[PASSAGE PROVIDED Boundary: Start]

Due Diligence: Alta Semper identifies untapped formal retail potential in Nigeria and Ethiopia

Afsane Jetha

How we made it in Africa’s Due Diligence series asks top players in Africa’s private equity industry about how they are mastering the art and science of profitable dealmaking and fundraising. Doing the due diligence on those who do due diligence for a living.

This article is published in association with Africa Private Equity News, a one-stop source for industry-related information. Stay up to date by downloading the free Africa Private Equity News app: Android | iOS | Scan QR code from desktop


Alta Semper is a dedicated frontier-markets private equity firm investing in consumer and healthcare opportunities across African growth markets. Michael Avery sat down with the managing partner and CEO, Afsane Jetha, to learn more about the firm’s investment strategy.

What is it you look for in an investment?

We invest in market-leading companies in the healthcare and consumer sectors across twelve diversified African countries. Our investment philosophy is to create and preserve value by implementing material operational improvements across our portfolio companies. We invest in number one or two market share consumer and healthcare assets which aspire to expand geographically into neighbouring regions. We like to invest in buy-and-build platforms and have a strength in helping local families institutionalise their businesses.

What is the greatest investment lesson you’ve learnt?

The greatest lesson we have learnt is that governance can break or make an investment. Thus, we only invest majority stakes, which allow us strong governance rights, significant influence over governance structures and the ability to bring in new management when necessary. As most of our deal flow is proprietary and relationship-based, we spend a significant amount of time assessing management and creating a governance structure.

Identify an untapped opportunity for private equity investors in Africa.

Nigeria and Ethiopia are Africa’s most populous nations and have two of the lowest penetrations of formal retail in Africa. Formal retail only comprises 5-7% of the GDP in Nigeria, while Ethiopia has the least penetrated retail sector in Africa, presenting a massive retail potential.

What is the biggest misconception about your job?

The idea that there is no capital in Africa is a big misconception. Instead, the biggest challenge that companies face in Africa are the limited resources in terms of human capital and the dearth of experienced management teams.

Name the one deal you wish you invested in.

We once had the opportunity to make a small growth capital investment in an East African clinics and diagnostics business that had an exceptional management team. But we didn’t because we felt it was too early stage. In hindsight, the business has grown three times over the last two years, and has reinforced our views that backing strong and dedicated management teams is a winning strategy, and that in future we would take a risk on earlier stage growth equity if we found the right promoter and team.

What are the skills you need to succeed as a private equity investor in Africa?

General partners (GPs) must focus on creating the right management teams as well as the right strategic and operating partners. Moreover, there are different market opportunities in different countries; GPs must identify untapped sectors in high-growth countries. The right sector focus is also important; we focus on sectors that are correlated to the growing consumer class, which also have low levels of government intervention and that have relatively high barriers to entry.

[PASSAGE PROVIDED Boundary: End]

- TASK REQUIREMENTS: Write out the Alta Semper interview between "General partners (GPs)" and "barriers to entry.", inclusive. The material after this has nothing to do with the Alta Semper interview.

[INFORMATION PROVIDED Boundary: Start]

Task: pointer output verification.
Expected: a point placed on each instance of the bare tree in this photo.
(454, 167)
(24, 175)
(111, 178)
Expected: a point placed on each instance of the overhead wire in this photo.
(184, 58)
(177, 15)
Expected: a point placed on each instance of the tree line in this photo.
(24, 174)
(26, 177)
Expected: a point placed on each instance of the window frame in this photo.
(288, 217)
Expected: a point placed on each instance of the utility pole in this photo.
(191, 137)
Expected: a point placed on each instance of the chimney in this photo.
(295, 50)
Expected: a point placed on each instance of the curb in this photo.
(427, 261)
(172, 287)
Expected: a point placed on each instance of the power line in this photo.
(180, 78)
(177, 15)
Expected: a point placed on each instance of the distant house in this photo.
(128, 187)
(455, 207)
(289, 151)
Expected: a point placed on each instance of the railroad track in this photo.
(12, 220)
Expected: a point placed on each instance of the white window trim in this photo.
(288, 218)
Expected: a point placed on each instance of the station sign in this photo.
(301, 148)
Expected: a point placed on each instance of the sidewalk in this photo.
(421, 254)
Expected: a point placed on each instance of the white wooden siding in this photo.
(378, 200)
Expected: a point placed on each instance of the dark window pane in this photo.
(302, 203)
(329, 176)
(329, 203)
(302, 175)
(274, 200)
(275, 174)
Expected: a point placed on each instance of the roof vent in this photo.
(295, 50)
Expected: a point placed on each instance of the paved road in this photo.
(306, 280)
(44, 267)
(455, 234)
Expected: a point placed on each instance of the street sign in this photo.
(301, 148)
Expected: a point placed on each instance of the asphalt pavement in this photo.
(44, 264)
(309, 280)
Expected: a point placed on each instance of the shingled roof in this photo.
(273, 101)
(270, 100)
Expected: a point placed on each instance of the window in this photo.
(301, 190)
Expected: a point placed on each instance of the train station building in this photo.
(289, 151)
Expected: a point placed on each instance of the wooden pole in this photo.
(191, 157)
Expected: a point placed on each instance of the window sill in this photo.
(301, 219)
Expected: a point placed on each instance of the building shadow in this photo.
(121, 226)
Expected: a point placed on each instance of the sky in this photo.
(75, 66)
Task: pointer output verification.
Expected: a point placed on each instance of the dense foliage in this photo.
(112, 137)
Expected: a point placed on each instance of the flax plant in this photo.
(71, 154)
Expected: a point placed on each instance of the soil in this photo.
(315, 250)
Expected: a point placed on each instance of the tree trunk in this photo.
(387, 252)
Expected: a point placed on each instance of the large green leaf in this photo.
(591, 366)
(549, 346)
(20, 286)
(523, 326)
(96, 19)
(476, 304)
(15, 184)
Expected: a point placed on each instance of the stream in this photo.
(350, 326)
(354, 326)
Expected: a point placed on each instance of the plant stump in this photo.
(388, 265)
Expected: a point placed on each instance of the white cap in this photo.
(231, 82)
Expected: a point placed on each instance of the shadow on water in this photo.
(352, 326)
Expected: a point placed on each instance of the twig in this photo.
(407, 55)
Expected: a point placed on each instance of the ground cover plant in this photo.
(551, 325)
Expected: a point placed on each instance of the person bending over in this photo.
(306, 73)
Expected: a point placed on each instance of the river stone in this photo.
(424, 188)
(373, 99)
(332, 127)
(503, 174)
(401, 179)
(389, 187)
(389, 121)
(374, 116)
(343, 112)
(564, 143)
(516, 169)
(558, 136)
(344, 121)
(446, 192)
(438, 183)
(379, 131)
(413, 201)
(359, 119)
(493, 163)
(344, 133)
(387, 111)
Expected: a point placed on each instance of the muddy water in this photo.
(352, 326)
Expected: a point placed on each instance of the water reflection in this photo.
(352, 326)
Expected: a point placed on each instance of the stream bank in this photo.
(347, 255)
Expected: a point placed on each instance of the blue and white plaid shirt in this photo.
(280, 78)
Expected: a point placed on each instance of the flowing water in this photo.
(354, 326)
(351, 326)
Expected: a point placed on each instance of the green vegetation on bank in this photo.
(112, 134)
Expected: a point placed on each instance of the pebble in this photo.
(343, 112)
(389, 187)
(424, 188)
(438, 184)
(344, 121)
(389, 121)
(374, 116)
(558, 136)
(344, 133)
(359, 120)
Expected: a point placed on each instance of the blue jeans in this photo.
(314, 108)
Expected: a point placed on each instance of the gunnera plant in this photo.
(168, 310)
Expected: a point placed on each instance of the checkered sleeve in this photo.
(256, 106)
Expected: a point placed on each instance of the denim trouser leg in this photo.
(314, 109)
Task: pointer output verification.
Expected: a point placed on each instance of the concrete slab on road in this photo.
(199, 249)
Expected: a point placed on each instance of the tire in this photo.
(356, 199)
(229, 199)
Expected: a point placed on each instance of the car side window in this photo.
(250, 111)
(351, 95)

[INFORMATION PROVIDED Boundary: End]

- WRITTEN ANSWER:
General partners (GPs) must focus on creating the right management teams as well as the right strategic and operating partners. Moreover, there are different market opportunities in different countries; GPs must identify untapped sectors in high-growth countries. The right sector focus is also important; we focus on sectors that are correlated to the growing consumer class, which also have low levels of government intervention and that have relatively high barriers to entry.